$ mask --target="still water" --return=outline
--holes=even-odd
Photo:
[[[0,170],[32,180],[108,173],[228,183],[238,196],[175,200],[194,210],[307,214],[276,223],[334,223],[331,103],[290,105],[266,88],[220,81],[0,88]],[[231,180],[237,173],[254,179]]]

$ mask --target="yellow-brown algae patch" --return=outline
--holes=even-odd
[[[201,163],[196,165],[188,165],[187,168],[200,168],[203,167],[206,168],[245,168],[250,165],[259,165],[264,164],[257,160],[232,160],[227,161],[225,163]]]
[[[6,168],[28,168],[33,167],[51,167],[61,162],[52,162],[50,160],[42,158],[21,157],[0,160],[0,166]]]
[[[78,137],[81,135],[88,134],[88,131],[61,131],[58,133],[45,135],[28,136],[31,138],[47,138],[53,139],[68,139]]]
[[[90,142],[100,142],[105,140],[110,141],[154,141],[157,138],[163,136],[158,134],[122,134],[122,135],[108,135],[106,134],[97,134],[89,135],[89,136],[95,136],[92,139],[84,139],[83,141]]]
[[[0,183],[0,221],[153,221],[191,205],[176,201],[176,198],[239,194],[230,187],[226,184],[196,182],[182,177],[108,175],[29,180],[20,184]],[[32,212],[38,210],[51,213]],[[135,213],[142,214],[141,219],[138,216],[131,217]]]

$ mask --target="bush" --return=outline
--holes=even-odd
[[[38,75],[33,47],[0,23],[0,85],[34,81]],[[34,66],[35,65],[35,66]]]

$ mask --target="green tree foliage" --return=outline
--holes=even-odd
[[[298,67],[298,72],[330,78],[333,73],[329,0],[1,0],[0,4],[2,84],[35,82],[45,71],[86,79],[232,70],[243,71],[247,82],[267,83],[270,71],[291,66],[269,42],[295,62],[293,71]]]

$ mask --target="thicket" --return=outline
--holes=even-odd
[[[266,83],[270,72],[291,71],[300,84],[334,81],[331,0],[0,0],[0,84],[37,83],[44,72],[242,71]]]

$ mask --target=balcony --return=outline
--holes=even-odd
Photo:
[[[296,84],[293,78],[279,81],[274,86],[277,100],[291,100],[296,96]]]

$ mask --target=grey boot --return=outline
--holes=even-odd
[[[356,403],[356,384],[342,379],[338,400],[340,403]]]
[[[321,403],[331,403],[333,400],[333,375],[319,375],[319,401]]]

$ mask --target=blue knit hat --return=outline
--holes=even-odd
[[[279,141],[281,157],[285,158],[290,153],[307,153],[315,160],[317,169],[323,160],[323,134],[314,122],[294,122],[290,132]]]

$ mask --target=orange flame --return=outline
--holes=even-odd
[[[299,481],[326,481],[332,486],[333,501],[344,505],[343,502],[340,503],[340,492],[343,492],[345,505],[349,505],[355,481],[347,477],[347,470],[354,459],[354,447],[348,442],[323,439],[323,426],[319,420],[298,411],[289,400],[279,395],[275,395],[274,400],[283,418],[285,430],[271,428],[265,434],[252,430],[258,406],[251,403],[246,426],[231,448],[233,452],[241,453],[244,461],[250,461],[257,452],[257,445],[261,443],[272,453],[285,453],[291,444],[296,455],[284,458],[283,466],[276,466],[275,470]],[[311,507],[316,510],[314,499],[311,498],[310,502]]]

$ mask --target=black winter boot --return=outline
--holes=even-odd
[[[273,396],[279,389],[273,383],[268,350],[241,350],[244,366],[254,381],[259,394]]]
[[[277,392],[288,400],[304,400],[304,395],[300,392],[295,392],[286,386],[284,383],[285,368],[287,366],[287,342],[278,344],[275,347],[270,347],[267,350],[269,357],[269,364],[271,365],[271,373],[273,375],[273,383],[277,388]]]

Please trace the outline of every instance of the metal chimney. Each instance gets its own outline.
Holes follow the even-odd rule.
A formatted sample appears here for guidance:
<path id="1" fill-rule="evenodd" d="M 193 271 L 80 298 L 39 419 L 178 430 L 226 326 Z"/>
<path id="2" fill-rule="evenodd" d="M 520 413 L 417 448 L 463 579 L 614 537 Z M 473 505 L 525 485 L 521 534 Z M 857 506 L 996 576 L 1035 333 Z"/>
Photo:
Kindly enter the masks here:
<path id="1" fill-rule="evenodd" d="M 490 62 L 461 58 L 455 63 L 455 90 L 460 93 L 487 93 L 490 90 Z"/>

^^^^^^^^^^^^^^^^

§ SET EXERCISE:
Give an exact repetition of all the material.

§ OUTPUT OF THE TASK:
$ mask --target="still water" --return=outline
--holes=even-odd
Photo:
[[[0,170],[32,180],[108,173],[228,183],[238,196],[175,200],[194,210],[307,214],[276,223],[334,223],[331,103],[290,105],[266,88],[220,81],[0,88]],[[231,180],[237,173],[254,179]]]

$ mask --target="yellow-brown algae patch" --return=outline
--holes=even-odd
[[[201,163],[196,165],[188,165],[187,168],[200,168],[203,167],[206,168],[245,168],[250,165],[259,165],[264,164],[257,160],[232,160],[227,161],[225,163]]]
[[[6,168],[28,168],[33,167],[51,167],[61,162],[52,162],[50,160],[42,158],[21,157],[0,160],[0,166]]]
[[[78,137],[81,135],[88,134],[88,131],[61,131],[58,133],[45,135],[28,136],[31,138],[47,138],[53,139],[68,139]]]
[[[90,142],[100,142],[105,140],[110,141],[154,141],[157,138],[163,136],[158,134],[122,134],[122,135],[108,135],[106,134],[97,134],[89,135],[89,136],[95,136],[92,139],[84,139],[83,141]]]
[[[0,183],[0,221],[153,221],[191,205],[176,201],[176,198],[239,194],[230,187],[226,184],[196,182],[182,177],[108,175],[29,180],[20,184]],[[32,212],[38,210],[51,213]],[[135,213],[142,214],[141,219],[138,216],[131,217]]]

$ mask --target="bush" --return=outline
--holes=even-odd
[[[38,75],[33,47],[0,23],[0,85],[34,81]],[[34,66],[35,65],[35,66]]]

$ mask --target="green tree foliage" --return=outline
--holes=even-odd
[[[298,67],[298,72],[330,78],[333,73],[329,0],[1,0],[0,4],[2,84],[35,82],[45,71],[86,79],[232,70],[243,71],[247,82],[267,83],[270,71],[291,66],[269,42],[295,62],[293,71]]]

$ mask --target="thicket" --return=outline
--holes=even-odd
[[[266,83],[270,72],[291,71],[300,84],[334,81],[331,0],[0,0],[0,84],[37,83],[44,72],[242,71]]]

$ mask --target=balcony --return=outline
--holes=even-odd
Photo:
[[[296,84],[293,78],[279,81],[274,86],[277,100],[291,100],[296,96]]]

$ mask --target=grey boot --return=outline
--holes=even-odd
[[[356,403],[356,384],[342,379],[338,400],[340,403]]]
[[[321,403],[331,403],[333,400],[333,375],[319,375],[319,401]]]

$ mask --target=blue knit hat --return=outline
--holes=even-odd
[[[279,141],[281,157],[285,158],[290,153],[307,153],[315,160],[317,169],[323,160],[323,134],[314,122],[294,122],[290,132]]]

$ mask --target=orange flame --return=outline
--holes=even-odd
[[[299,481],[326,481],[332,486],[333,501],[344,505],[343,502],[340,503],[340,492],[343,492],[345,505],[349,505],[355,481],[347,477],[347,470],[354,459],[354,447],[348,442],[323,439],[323,426],[319,420],[298,411],[289,400],[279,395],[275,395],[274,400],[283,418],[285,430],[271,428],[265,434],[252,430],[258,406],[251,403],[246,426],[231,448],[233,452],[241,453],[244,461],[250,461],[257,452],[257,445],[261,443],[272,453],[285,453],[291,444],[296,455],[284,458],[283,466],[276,466],[275,470]],[[311,507],[316,510],[314,499],[311,498],[310,502]]]

$ mask --target=black winter boot --return=outline
--holes=even-odd
[[[273,396],[279,389],[273,383],[268,350],[241,350],[244,366],[254,381],[259,394]]]
[[[277,392],[288,400],[304,400],[304,395],[300,392],[295,392],[286,386],[284,383],[285,368],[287,366],[287,342],[278,344],[275,347],[270,347],[267,350],[269,357],[269,364],[271,365],[271,373],[273,375],[273,383],[277,388]]]

Please trace the outline of every instance of the metal chimney. Each instance gets its own outline.
Holes follow the even-odd rule.
A formatted sample appears here for guidance:
<path id="1" fill-rule="evenodd" d="M 193 271 L 80 298 L 39 419 L 178 430 L 226 326 Z"/>
<path id="2" fill-rule="evenodd" d="M 520 413 L 417 448 L 463 579 L 614 537 Z M 473 505 L 525 485 L 521 534 Z M 857 506 L 996 576 L 1035 333 Z"/>
Photo:
Kindly enter the masks here:
<path id="1" fill-rule="evenodd" d="M 490 62 L 461 58 L 455 63 L 455 90 L 460 93 L 487 93 L 490 90 Z"/>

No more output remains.